Records from a data source
____

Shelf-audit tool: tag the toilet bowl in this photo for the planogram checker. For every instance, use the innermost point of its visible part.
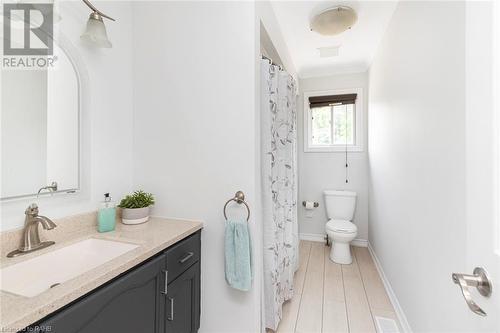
(341, 233)
(340, 207)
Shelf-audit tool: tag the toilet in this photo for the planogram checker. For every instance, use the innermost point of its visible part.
(340, 206)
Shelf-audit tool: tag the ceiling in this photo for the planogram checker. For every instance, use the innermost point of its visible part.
(357, 46)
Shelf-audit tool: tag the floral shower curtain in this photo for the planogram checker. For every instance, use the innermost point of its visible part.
(279, 186)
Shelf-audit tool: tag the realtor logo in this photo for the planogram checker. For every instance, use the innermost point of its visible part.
(37, 23)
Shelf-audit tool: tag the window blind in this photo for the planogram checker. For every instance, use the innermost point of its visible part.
(319, 101)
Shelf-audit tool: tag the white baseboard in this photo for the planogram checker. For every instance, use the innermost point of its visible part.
(321, 238)
(390, 292)
(359, 242)
(313, 237)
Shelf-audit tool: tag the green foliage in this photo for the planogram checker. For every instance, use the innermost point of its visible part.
(139, 199)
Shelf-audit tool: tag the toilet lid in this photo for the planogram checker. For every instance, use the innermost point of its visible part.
(341, 226)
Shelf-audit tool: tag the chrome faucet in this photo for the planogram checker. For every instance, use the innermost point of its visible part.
(31, 239)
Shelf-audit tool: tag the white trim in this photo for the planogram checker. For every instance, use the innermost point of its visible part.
(321, 239)
(390, 292)
(313, 237)
(358, 116)
(358, 242)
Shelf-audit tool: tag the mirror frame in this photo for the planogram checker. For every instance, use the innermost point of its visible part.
(79, 67)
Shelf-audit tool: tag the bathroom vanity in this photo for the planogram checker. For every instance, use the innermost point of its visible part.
(155, 287)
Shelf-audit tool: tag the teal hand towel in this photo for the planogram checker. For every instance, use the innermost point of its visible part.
(238, 253)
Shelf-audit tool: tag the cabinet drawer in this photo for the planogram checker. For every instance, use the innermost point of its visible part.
(130, 304)
(182, 255)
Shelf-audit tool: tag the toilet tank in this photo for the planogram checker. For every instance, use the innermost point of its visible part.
(340, 205)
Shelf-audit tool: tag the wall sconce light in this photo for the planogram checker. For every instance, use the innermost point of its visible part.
(95, 32)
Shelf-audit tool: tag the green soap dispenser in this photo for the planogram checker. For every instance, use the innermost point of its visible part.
(106, 216)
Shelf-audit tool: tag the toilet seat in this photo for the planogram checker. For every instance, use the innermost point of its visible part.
(341, 226)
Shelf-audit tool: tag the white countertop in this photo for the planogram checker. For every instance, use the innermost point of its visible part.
(17, 312)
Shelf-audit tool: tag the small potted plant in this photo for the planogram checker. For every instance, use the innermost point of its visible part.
(135, 207)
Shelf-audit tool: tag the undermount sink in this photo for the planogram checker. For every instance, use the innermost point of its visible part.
(34, 276)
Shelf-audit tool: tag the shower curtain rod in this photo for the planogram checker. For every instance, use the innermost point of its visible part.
(271, 62)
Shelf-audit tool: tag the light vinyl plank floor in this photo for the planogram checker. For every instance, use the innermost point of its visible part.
(333, 298)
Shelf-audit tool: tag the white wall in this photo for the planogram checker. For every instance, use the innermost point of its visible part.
(108, 132)
(321, 171)
(417, 161)
(195, 137)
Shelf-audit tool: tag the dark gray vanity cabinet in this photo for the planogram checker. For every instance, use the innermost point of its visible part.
(182, 304)
(137, 302)
(182, 301)
(130, 304)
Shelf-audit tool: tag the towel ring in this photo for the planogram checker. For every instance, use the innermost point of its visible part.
(239, 198)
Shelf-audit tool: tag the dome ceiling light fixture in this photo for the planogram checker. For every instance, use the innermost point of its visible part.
(334, 21)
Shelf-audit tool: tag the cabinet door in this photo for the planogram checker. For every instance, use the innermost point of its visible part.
(182, 302)
(131, 304)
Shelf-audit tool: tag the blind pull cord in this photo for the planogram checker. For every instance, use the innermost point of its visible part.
(346, 161)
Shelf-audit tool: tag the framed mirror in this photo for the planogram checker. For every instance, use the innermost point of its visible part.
(41, 128)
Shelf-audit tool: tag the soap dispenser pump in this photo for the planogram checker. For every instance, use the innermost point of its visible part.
(106, 216)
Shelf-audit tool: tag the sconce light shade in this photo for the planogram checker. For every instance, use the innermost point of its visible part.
(96, 32)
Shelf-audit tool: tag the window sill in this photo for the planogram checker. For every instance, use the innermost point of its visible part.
(334, 149)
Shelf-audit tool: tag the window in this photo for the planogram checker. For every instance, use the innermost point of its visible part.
(333, 121)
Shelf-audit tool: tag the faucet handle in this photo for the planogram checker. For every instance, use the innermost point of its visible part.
(32, 210)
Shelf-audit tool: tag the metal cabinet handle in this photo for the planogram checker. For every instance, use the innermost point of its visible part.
(171, 318)
(165, 289)
(186, 257)
(480, 280)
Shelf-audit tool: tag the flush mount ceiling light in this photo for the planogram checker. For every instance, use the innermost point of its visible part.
(334, 21)
(329, 51)
(96, 30)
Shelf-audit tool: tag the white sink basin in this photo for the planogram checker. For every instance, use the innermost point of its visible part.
(34, 276)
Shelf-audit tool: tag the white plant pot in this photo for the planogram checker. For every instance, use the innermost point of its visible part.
(135, 215)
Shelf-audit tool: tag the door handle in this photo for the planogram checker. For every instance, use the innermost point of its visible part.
(171, 299)
(165, 288)
(186, 257)
(480, 280)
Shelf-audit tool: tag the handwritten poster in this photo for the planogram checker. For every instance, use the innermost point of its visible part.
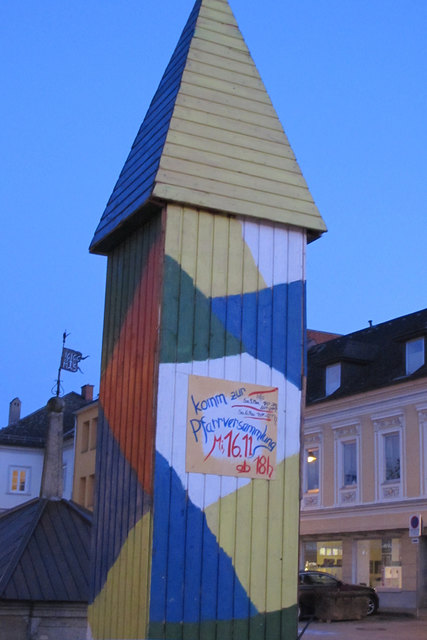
(231, 428)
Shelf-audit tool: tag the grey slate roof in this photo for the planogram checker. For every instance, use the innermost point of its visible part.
(211, 139)
(44, 552)
(30, 431)
(370, 359)
(136, 180)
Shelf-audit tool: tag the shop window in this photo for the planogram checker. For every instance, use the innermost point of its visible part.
(323, 556)
(415, 355)
(379, 563)
(332, 378)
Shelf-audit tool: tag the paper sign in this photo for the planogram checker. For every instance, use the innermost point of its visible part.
(231, 428)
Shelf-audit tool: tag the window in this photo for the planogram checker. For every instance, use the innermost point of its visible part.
(332, 378)
(379, 563)
(391, 457)
(389, 467)
(325, 555)
(85, 436)
(312, 469)
(92, 435)
(19, 480)
(349, 457)
(415, 355)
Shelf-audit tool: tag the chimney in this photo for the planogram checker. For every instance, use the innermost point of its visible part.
(14, 411)
(51, 486)
(87, 392)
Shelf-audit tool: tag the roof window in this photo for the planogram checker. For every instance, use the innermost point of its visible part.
(332, 378)
(415, 355)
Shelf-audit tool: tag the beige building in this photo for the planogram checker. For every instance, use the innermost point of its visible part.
(85, 454)
(364, 486)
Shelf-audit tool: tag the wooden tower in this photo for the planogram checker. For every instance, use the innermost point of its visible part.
(197, 500)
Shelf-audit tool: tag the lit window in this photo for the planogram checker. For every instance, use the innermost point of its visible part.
(392, 457)
(349, 458)
(312, 469)
(415, 355)
(19, 479)
(333, 378)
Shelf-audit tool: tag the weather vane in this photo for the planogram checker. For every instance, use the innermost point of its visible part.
(70, 361)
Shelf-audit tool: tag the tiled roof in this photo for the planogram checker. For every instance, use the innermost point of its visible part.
(211, 139)
(31, 430)
(370, 359)
(44, 552)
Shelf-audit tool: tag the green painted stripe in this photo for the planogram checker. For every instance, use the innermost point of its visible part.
(190, 331)
(278, 625)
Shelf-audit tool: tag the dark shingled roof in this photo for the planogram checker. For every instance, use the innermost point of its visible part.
(44, 552)
(136, 181)
(370, 359)
(31, 430)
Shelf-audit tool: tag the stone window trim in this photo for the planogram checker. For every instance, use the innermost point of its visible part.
(388, 425)
(347, 433)
(12, 478)
(311, 498)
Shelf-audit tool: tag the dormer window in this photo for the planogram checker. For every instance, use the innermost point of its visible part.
(332, 378)
(415, 355)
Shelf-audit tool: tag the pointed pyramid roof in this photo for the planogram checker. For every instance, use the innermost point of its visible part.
(211, 138)
(44, 552)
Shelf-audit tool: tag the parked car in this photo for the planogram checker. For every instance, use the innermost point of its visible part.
(313, 584)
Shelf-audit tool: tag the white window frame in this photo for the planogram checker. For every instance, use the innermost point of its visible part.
(27, 488)
(332, 378)
(312, 497)
(422, 421)
(413, 361)
(346, 434)
(383, 426)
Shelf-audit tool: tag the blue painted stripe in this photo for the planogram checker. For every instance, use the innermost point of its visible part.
(270, 325)
(120, 504)
(150, 139)
(197, 562)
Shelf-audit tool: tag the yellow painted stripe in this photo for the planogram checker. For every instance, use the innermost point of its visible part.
(263, 563)
(121, 610)
(219, 243)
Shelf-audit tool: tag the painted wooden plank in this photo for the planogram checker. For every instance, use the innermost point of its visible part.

____

Problem statement:
Starting from the line with "Shelf-audit tool: tag the white window" and ending with the final line of the data, quote every line exactly, both ends included.

Result of this exercise:
Shelf-audit tool: tag the white window frame in this photo for the planogram checker. For every instance, use the innermost point of its visible part.
(27, 488)
(332, 378)
(312, 497)
(422, 421)
(413, 361)
(346, 434)
(383, 426)
Shelf-audit tool: tag the blue painted stripe in this photo for the planogram checker. For every instance, use the innermost point of its visible part.
(270, 325)
(120, 504)
(150, 139)
(197, 562)
Shelf-audit tool: tag the yellow painted stripe in this photo for the planogram checker. For every instance, use the innermost point of its visible part.
(263, 563)
(121, 610)
(219, 243)
Shelf-audit tool: tag the painted wooden plank in this photo for the planogram checker. For every instance, use the innermost point of its visible part.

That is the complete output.